Data shown:
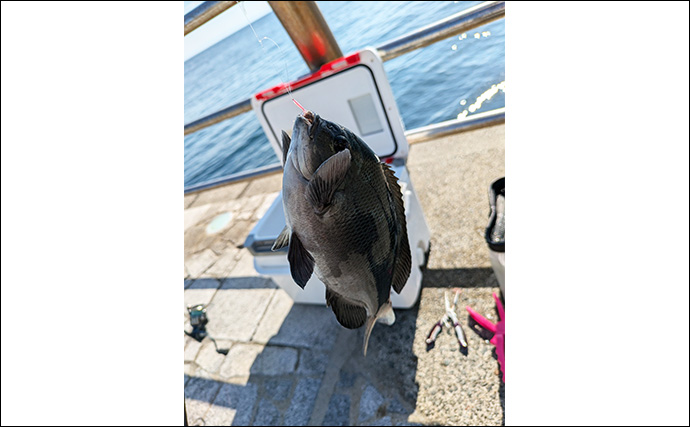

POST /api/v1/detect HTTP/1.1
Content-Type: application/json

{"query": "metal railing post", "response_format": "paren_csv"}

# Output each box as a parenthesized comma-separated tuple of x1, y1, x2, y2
(184, 99, 252, 136)
(185, 1, 239, 36)
(405, 108, 505, 145)
(267, 1, 343, 72)
(184, 108, 506, 194)
(377, 1, 505, 62)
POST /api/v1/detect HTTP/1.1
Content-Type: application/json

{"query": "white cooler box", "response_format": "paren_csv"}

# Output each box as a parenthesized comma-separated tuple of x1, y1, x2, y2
(244, 48, 431, 308)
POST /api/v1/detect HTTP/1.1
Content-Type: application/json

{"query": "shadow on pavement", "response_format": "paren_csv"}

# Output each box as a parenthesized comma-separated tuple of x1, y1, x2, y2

Exercise instructions:
Each record above must be retyped exactly. Omit the pictures.

Answer space:
POST /api/v1/detect HTTP/1.1
Content-Type: application/json

{"query": "metal railing post", "response_format": "paren_csv"}

# Output each box as a parenthesized comma-separated tuple of x1, y1, x2, y2
(184, 99, 252, 136)
(185, 1, 239, 36)
(405, 108, 505, 145)
(267, 1, 343, 72)
(184, 108, 506, 194)
(377, 1, 505, 62)
POST /api/v1/detect HTTP/1.1
Content-Type: application/json

{"query": "white cooler box", "response_format": "paren_csv"}

# Output each box as a parenthesized comma-separated tuple of x1, y1, x2, y2
(244, 48, 431, 308)
POST /api/v1/detect HTTP/1.1
Content-Type: application/json

{"query": "shadow on pavement", "response_format": "paren_csv"}

# Output each box as a parenthesized comma-separated tuple of x1, y1, x2, y2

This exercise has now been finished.